PROVIDED TEXT:

The Distributed ASCI Supercomputer (DAS)
The DAS is a six-cluster computer-science infrastructure funded by NWO (the Dutch National Science Foundation) and installed and maintained by the ASCI Research School. One of the clusters is located at TU Delft. The DAS is very important for the research of the PDS group. The KOALA scheduler has been developed for and installed on the DAS.
Infrastructure Virtualization for e-Science (IV-e, part of the national Dutch COMMIT programme, 2011-2017).
This project is a sequel to the VL-e project (see below) on resource management, e-Science applications, workflows and data management in large-scale distributed computing systems such as clouds. The two research topics of the PDS group in this project are further development of the KOALA scheduler and application-specific scheduling. In particular, we currently focus on scheduling data-intensive frameworks such as MapReduce and workflow scheduling.
PhD students: Bogdan Ghit and Alexey Ilyuskin
GUARD-G: Guaranteed Delivery in Grids (2007-2012)
The goal of this project on grid computing is to design and analyze techniques for delivering guaranteed service to applications in grids. The GUARD-G project is part of the GLANCE programme funded by NWO, and is performed jointly with Leiden University.
PhD student: Nezih Yigitbasi
Postdoc: Hashim Mohamed
ALEA: Handling Uncertainties in Large-Scale Distributed Systems (2009-2010)
The goal of ALEAE is to provide models and algorithmic solutions in the field of resource management that cope with uncertainties in large-scale distributed systems. ALEAE is a joint project of Delft University of Technology, INRIA in France, Osaka University in Japan, and the Zuse Institute in Berlin, Germany. One of the main achievements of the ALEAE project is the Failure Trace Archive (FTA), which is a centralized public repository of availability traces of parallel and distributed systems, and tools for their analysis. The purpose of this archive is to facilitate the design, validation, and comparison of fault-tolerant models and algorithms.

SET EXERCISE 1:
List every institution that the project overview names as a partner in the joint ALEAE project.
The project overview and the entries that follow are unrelated materials.

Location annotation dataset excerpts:
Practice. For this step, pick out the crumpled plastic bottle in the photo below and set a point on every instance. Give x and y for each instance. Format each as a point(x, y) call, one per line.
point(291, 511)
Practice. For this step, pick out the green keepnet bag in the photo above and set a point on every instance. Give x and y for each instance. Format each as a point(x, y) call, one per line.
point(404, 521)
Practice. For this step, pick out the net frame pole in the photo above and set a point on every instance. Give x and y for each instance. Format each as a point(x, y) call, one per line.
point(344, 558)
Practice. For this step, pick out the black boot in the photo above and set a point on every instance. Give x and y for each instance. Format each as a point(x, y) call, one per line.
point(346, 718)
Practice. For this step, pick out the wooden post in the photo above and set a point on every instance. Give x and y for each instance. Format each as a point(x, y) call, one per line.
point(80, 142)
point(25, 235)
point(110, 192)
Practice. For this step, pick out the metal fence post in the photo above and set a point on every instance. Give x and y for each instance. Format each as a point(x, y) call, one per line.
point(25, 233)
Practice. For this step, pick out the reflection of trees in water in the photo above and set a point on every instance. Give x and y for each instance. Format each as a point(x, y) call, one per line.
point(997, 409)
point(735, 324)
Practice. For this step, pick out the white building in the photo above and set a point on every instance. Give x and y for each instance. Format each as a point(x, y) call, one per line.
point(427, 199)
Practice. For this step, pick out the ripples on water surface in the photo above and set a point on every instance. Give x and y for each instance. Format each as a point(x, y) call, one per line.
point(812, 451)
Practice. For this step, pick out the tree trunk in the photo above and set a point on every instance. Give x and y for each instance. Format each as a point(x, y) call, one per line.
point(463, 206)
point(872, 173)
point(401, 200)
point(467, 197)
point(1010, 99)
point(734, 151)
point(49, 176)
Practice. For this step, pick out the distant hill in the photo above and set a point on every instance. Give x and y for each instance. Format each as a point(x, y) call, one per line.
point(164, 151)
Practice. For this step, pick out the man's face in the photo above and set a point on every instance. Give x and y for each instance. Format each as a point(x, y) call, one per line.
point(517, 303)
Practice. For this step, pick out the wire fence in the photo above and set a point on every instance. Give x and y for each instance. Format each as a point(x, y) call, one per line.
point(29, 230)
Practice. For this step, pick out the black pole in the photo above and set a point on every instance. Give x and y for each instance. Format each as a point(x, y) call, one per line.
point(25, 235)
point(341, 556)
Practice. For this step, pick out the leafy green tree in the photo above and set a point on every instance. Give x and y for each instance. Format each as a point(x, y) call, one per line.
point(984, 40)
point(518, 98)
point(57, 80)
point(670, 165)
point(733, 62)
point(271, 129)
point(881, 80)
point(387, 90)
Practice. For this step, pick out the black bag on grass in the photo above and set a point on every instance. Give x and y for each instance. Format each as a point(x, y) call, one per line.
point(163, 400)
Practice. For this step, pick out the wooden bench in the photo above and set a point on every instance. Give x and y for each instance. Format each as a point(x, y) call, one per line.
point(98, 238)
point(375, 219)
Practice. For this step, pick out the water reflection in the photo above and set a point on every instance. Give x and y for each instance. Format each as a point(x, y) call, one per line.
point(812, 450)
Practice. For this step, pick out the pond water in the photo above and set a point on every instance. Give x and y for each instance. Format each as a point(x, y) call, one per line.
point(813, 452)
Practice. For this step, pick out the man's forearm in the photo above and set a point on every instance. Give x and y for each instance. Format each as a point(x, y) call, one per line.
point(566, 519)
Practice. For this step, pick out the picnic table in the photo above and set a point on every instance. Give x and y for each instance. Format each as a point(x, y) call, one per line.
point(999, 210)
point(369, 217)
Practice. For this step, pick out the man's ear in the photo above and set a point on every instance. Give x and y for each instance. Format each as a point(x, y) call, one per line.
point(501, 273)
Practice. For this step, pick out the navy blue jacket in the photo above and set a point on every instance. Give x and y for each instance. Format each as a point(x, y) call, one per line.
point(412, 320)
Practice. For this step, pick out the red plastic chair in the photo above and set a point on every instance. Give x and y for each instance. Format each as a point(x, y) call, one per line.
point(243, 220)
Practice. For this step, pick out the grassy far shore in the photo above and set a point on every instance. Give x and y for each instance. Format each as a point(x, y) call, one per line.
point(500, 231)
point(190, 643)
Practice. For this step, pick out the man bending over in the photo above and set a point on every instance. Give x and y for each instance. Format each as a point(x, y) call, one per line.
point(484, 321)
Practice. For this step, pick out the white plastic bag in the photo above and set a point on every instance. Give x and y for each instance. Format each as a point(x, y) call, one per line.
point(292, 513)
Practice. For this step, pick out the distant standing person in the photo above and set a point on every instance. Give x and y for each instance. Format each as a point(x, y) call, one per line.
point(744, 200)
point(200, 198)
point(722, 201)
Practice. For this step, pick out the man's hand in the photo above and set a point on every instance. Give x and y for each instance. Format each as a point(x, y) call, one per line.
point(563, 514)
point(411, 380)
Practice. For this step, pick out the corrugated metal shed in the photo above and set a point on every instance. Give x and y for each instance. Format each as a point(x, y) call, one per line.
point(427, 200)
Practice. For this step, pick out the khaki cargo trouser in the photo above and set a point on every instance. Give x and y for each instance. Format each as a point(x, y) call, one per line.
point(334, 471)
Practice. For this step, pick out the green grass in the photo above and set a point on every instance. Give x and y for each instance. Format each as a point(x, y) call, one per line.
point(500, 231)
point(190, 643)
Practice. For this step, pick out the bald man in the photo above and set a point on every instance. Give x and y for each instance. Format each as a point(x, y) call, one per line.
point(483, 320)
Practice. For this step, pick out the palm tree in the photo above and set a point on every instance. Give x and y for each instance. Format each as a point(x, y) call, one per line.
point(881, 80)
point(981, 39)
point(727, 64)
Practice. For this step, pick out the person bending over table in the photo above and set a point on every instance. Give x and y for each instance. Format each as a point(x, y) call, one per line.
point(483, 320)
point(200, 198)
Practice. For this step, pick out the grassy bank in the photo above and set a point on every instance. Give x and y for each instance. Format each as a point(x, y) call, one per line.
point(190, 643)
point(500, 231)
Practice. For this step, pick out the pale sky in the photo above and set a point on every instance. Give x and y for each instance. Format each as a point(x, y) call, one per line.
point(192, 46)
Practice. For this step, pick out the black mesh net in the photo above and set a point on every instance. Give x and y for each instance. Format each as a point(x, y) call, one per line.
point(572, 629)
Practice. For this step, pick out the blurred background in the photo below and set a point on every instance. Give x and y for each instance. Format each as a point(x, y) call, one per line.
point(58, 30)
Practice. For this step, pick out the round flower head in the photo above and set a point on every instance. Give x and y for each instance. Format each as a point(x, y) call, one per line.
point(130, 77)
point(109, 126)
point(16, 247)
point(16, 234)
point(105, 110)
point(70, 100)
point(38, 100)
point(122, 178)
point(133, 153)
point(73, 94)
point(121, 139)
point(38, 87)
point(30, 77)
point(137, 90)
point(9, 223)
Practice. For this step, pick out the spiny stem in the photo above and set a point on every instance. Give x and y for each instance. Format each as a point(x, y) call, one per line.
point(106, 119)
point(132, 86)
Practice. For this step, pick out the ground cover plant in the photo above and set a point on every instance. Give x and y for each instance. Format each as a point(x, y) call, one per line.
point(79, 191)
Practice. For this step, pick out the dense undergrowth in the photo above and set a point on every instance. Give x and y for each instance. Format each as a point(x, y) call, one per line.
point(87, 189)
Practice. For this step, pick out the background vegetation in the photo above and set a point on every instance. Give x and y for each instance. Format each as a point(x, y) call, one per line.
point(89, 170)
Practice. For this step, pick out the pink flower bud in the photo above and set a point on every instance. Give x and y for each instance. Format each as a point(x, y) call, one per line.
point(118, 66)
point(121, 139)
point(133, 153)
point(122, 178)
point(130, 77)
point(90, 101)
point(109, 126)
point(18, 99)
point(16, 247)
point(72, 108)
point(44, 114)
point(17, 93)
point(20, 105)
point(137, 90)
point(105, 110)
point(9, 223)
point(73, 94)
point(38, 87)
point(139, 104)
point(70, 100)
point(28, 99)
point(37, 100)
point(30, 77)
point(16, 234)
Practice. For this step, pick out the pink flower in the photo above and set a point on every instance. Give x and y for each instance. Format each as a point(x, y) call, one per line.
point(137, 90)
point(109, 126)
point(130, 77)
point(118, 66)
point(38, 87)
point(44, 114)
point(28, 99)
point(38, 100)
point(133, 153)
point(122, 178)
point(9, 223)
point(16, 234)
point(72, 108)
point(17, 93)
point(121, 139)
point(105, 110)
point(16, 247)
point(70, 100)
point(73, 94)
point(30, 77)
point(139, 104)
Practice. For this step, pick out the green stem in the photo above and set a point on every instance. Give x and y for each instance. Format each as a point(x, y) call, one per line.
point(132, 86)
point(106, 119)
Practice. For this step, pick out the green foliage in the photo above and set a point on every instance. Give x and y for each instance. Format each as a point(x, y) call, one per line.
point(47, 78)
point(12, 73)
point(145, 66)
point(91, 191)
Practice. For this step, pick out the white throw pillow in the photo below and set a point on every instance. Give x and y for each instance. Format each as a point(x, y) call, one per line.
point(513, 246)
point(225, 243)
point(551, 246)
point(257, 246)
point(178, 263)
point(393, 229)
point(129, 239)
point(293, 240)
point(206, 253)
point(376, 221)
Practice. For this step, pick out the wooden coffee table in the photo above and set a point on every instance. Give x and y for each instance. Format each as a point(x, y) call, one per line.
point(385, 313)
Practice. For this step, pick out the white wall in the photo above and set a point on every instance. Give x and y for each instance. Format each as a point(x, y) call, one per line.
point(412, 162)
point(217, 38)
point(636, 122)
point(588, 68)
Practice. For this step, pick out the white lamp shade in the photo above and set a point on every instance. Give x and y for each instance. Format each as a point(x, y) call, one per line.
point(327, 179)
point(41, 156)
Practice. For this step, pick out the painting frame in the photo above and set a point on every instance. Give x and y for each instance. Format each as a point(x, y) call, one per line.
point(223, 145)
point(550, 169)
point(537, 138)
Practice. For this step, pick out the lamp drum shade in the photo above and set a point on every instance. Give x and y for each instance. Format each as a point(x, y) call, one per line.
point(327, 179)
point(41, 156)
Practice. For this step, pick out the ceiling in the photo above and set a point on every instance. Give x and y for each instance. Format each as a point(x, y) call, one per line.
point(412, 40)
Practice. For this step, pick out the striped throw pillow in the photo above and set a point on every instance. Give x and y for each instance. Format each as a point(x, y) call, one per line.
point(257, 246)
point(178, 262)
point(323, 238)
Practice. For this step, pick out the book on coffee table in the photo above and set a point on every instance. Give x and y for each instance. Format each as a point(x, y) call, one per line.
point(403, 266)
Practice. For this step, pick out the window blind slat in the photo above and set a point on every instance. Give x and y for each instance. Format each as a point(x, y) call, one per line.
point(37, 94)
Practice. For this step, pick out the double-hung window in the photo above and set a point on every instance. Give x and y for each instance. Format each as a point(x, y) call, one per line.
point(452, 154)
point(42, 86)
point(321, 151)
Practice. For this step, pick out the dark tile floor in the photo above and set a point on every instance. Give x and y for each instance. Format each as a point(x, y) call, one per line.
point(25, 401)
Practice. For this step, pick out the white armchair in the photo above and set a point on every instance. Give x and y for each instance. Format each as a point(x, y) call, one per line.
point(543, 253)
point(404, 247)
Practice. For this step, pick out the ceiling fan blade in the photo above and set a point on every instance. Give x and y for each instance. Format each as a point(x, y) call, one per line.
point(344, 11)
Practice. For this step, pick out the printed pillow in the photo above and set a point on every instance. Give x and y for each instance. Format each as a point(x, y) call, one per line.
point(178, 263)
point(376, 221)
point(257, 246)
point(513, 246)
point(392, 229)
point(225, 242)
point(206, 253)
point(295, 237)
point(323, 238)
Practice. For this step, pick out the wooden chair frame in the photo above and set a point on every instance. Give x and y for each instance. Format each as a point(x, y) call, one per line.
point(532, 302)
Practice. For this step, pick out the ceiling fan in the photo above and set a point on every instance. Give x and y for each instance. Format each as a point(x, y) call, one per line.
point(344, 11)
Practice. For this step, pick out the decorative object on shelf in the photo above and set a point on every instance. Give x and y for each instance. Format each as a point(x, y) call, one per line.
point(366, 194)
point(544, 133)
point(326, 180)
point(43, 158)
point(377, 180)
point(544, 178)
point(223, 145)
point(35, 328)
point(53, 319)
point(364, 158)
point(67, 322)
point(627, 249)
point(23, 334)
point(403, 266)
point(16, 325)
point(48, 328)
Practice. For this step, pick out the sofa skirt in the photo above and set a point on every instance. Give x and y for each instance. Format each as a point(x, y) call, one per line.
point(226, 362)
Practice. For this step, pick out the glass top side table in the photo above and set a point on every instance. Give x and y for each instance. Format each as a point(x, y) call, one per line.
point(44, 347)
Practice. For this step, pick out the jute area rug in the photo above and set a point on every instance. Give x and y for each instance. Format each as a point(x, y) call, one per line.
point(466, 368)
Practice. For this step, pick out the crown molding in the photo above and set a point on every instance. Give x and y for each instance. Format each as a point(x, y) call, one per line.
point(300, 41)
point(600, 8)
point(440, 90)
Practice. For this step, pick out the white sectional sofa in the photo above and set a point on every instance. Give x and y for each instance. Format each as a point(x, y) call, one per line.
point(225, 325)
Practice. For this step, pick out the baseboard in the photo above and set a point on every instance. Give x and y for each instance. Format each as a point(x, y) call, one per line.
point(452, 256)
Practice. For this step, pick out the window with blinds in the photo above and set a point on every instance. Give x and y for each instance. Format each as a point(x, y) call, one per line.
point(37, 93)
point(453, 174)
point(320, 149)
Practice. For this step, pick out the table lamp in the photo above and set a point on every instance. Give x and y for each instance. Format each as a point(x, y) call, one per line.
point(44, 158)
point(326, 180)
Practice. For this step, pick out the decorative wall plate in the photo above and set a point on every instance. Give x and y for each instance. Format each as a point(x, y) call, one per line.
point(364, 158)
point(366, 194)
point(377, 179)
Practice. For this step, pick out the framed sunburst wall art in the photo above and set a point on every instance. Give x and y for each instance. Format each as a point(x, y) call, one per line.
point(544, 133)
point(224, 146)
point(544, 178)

SET EXERCISE 2:
In the entries, rewrite the lines from the one containing "Practice. For this step, pick out the palm" up to and including the one containing "point(727, 64)", replacing "palm tree" with "coconut palm" and leaving everything else unchanged.

PROBLEM SOLUTION 1:
Delft University of Technology
INRIA
Osaka University
Zuse Institute

PROBLEM SOLUTION 2:
Practice. For this step, pick out the coconut palm in the photo above and set a point on every instance. Give x and y for each instance. Format each as a point(x, y) call, one per line.
point(881, 80)
point(981, 39)
point(727, 64)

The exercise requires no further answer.